> EXTRACT

BEGIN

The molecules responsible for transcriptional bursting

New insights into what causes neighboring, genetically identical stem cells in mouse embryos to behave differently in terms of the proteins they produce could have implications for regenerative medicine and the early detection of cancer. Cells are like miniature factories that produce proteins that organs need to function. This production process begins with the copying, or transcription, of DNA into messenger RNA (mRNA).

When viewing lots of cells en masse this transcription seems smooth and continuous. But the situation is very different on a single-cell level, where DNA transcription proceeds in fits and starts. This erratic nature of DNA transcription, which is dubbed transcriptional bursting, is partly why cells with identical DNA in the same environment differ from each other. Despite much research, nobody really knows the molecular mechanisms that cause the fluctuation in gene expression in the cells of mammals.

Now, by analyzing the mRNA produced by single embryonic stem cells from mice, Itoshi Nikaido of the RIKEN Center for Biosystems Dynamics Research, Hiroshi Ochiai of Hiroshima University, and co-workers have identified some of the proteins that play a key role in regulating the kinetics of transcriptional bursting. Specifically, they found that a combination of proteins that bind to promoters and gene bodies, including the polycomb repressive complex 2 (PRC2) and transcription elongation factors, control the timing of transcriptional bursting.

This finding goes against a popular theory that hypothesizes that a single ‘master regulator’ controls the process. “Many researchers believe that the mechanism of transcriptional bursting is controlled by a master regulator,” notes Ochiai. “Surprisingly, our data indicates that the kinetic properties of transcriptional bursting of individual genes are not driven by a single master regulator but by a combination of factors that bind to promoters and gene body.”

END

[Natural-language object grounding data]
BEGIN

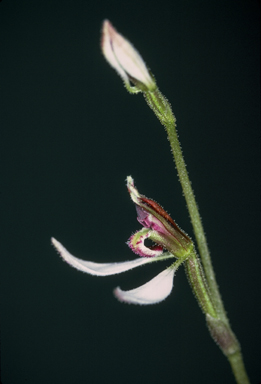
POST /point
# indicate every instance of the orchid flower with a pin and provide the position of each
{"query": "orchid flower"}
(125, 59)
(160, 228)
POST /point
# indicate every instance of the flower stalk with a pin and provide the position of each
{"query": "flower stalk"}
(202, 280)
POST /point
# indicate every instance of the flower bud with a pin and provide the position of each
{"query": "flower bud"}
(125, 59)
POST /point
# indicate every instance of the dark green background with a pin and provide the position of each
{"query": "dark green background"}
(70, 134)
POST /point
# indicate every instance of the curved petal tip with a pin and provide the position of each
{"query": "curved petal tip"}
(155, 291)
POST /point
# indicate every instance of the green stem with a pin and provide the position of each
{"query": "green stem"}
(212, 306)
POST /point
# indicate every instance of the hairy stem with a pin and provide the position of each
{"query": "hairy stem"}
(206, 291)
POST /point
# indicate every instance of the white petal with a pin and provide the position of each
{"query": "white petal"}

END

> WORK INSTRUCTION 1
Could you retype the passage of the transcriptional bursting article that begins at the words "The molecules responsible" and stops after "messenger RNA (mRNA)."?
> WORK INSTRUCTION 2
Which people and institutions does the transcriptional bursting article name?
> WORK INSTRUCTION 3
Could you write what follows the last sentence of the transcriptional bursting article?

> TASK RESULT 1
The molecules responsible for transcriptional bursting

New insights into what causes neighboring, genetically identical stem cells in mouse embryos to behave differently in terms of the proteins they produce could have implications for regenerative medicine and the early detection of cancer. Cells are like miniature factories that produce proteins that organs need to function. This production process begins with the copying, or transcription, of DNA into messenger RNA (mRNA).

> TASK RESULT 2
Itoshi Nikaido, RIKEN Center for Biosystems Dynamics Research, Hiroshi Ochiai, Hiroshima University

> TASK RESULT 3
The finding was made possible by a highly reproducible and sensitive method for analyzing mRNA produced by single cells, which was developed by the team in 2018. “This method strongly contributed to quantifying transcription bursting in this study,” says Nikaido.

The team anticipates that their fundamental research could find practical applications. “Our findings and techniques may help to establish efficient methods for inducing the differentiation of pluripotent stem cells, such as human iPS cells, into specific cell types,” says Nikaido. “Thus, they are expected to be applied to regenerative medicine.”

Another possible application is cancer. “Since we know cellular heterogeneity that does not involve genetic mutations occurs when cancer cells grow in the body, we’re applying these methods to study the origin and evolution of cancer,” says Nikaido. “This research could lead to the development of diagnostic techniques for the early detection of cancer.”